ABOUT THIS EXERCISE
Only the lines with "bird" in the entries below belong in the answer; please copy them.

Stored data entries
┄┄┄┄┄┄┄┄┄┄

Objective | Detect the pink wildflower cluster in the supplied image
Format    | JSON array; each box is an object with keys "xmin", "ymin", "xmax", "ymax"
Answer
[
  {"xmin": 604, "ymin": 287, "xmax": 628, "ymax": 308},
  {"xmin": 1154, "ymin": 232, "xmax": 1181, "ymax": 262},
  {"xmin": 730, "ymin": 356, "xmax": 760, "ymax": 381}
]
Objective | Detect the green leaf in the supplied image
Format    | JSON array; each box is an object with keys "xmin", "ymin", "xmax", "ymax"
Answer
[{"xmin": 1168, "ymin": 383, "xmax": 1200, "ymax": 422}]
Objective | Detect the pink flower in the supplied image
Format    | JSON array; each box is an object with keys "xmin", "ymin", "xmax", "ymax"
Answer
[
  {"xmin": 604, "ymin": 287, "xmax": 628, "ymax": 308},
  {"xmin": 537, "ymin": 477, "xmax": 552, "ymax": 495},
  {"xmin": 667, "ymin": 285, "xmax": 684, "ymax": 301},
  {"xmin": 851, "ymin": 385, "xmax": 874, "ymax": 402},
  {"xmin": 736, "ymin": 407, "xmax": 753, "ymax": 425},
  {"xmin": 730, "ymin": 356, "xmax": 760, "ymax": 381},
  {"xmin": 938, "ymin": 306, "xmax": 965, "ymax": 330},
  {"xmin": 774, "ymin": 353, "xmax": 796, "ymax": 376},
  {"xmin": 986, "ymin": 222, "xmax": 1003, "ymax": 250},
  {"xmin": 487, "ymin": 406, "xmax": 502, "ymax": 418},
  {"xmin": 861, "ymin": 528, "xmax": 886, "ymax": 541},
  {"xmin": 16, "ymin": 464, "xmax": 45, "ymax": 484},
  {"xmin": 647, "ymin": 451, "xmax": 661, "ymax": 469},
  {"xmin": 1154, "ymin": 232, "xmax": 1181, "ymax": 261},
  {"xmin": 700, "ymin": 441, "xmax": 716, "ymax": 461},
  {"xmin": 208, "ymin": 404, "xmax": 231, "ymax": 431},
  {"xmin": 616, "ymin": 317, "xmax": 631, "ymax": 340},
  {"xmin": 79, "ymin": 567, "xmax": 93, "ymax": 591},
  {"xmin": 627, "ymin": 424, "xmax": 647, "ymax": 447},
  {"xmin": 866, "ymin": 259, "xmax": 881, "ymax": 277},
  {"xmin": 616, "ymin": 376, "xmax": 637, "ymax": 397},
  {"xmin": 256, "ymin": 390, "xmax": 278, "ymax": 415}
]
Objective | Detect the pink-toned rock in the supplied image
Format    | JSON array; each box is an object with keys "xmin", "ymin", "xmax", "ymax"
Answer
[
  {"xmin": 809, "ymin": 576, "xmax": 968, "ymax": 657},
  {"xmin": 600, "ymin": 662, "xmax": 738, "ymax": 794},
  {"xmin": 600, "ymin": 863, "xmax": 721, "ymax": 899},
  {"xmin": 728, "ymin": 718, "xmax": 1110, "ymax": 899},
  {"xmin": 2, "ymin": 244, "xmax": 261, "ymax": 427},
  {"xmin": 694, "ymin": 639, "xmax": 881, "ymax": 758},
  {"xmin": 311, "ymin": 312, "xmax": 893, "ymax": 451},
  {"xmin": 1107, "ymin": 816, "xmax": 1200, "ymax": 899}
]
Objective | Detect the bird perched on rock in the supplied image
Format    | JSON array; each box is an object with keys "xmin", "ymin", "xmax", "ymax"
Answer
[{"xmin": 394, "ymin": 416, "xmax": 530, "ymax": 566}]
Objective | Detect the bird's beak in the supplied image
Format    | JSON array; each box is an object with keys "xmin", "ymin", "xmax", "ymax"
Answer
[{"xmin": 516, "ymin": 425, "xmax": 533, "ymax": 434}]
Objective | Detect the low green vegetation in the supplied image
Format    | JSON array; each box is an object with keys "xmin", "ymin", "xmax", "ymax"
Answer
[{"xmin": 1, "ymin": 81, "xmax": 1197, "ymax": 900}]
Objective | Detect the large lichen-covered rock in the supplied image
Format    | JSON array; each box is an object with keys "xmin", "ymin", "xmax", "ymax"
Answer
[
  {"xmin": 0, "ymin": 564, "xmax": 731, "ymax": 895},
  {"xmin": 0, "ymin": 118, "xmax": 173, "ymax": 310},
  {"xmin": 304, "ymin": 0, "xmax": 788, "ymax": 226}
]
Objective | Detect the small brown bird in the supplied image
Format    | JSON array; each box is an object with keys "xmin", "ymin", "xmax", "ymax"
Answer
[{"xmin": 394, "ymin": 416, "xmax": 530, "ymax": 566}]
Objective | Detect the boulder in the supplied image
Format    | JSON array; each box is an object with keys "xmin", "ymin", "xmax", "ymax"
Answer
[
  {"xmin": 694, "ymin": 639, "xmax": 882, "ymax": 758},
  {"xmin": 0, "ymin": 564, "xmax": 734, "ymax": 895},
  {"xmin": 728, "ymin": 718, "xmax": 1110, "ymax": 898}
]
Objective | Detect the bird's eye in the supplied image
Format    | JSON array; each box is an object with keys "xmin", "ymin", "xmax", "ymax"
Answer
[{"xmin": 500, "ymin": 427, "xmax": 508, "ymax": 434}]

┄┄┄┄┄┄┄┄┄┄

YOUR SOLUTION
Objective | Detect the bird perched on rock in the supplied image
Objective | Detect the bird's beak in the supplied image
Objective | Detect the small brown bird in the supplied image
Objective | Detect the bird's eye in the supplied image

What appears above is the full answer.